### Aim
Change every "even-odd" in the data below to "nonzero" and copy the rest unchanged. Leave out the pictures.

### Material provided
[Start]

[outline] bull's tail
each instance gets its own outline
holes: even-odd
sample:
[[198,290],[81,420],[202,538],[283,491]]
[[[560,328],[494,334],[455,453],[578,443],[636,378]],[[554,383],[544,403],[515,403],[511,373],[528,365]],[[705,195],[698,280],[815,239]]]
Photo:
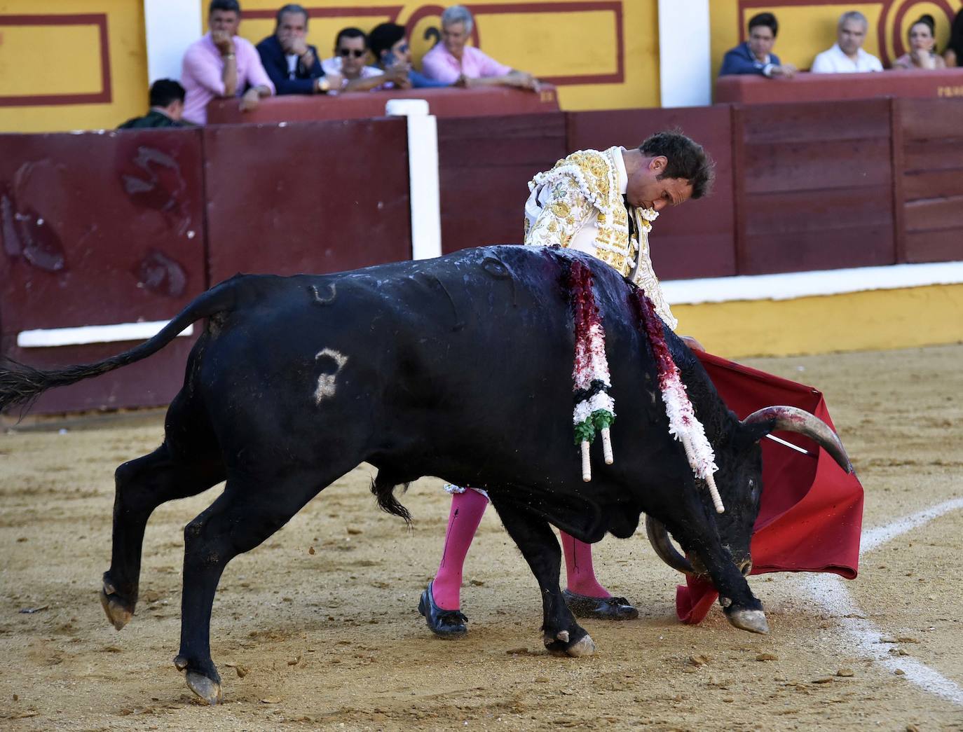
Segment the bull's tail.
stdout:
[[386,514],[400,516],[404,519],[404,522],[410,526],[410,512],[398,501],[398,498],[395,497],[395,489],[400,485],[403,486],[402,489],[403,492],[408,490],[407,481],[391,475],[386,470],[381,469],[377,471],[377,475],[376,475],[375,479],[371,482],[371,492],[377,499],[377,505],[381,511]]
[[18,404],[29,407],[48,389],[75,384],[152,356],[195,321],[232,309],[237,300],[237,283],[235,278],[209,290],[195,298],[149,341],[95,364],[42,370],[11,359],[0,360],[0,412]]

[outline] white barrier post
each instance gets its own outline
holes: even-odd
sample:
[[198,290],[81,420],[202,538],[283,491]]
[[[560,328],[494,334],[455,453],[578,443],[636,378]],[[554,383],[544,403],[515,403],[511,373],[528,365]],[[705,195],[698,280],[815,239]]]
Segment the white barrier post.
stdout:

[End]

### Response
[outline] bull's tail
each instance gets its own outline
holes: nonzero
sample:
[[198,290],[81,420],[202,538],[283,491]]
[[[560,328],[494,334],[455,453],[578,443],[636,378]],[[554,383],[544,403],[515,403],[511,373],[528,365]],[[705,195],[698,280],[815,239]]]
Photo:
Segment the bull's tail.
stdout:
[[386,514],[400,516],[404,519],[404,522],[410,526],[410,512],[398,501],[398,498],[395,497],[395,489],[400,485],[403,486],[402,489],[403,492],[408,490],[407,481],[391,475],[386,470],[381,469],[377,471],[377,475],[376,475],[375,479],[371,482],[371,492],[377,499],[377,505],[381,511]]
[[18,404],[29,407],[48,389],[75,384],[152,356],[195,321],[232,309],[237,300],[237,283],[235,278],[209,290],[195,298],[149,341],[95,364],[42,370],[11,359],[0,360],[0,412]]

[outline] white barrier post
each instance gets its own outline
holes: nonzero
sample:
[[198,290],[81,420],[202,538],[283,491]]
[[[560,328],[494,334],[455,453],[578,443],[636,378]],[[554,383],[544,403],[515,403],[511,373],[528,365]],[[705,195],[698,280],[815,239]]]
Segment the white barrier post.
stdout:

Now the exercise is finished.